[A block of data]
--- Begin ---
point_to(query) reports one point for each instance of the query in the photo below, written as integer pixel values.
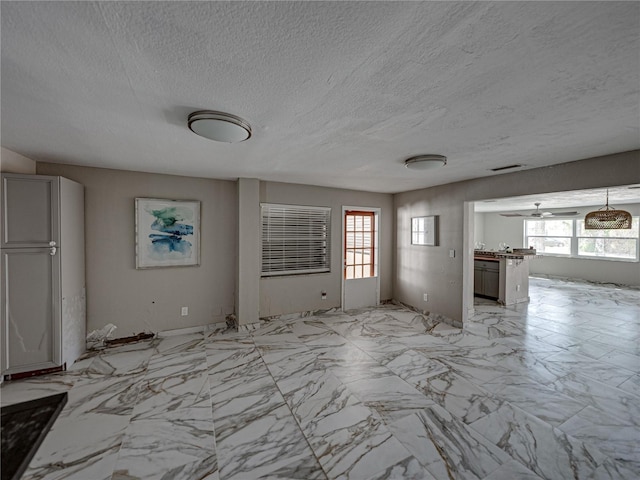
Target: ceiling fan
(539, 214)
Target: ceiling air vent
(508, 167)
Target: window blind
(295, 239)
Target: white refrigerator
--- End ---
[PROBLEM REQUIREMENTS] Every line above should be returned exactly; the pictures stay out.

[RESULT OF THIS EXERCISE]
point_to(query) reports one point for each instance of the query in the photo below, written as integer pixel values.
Target: ceiling fan
(539, 214)
Target: ceiling air vent
(508, 167)
Target: window blind
(295, 239)
Target: white refrigerator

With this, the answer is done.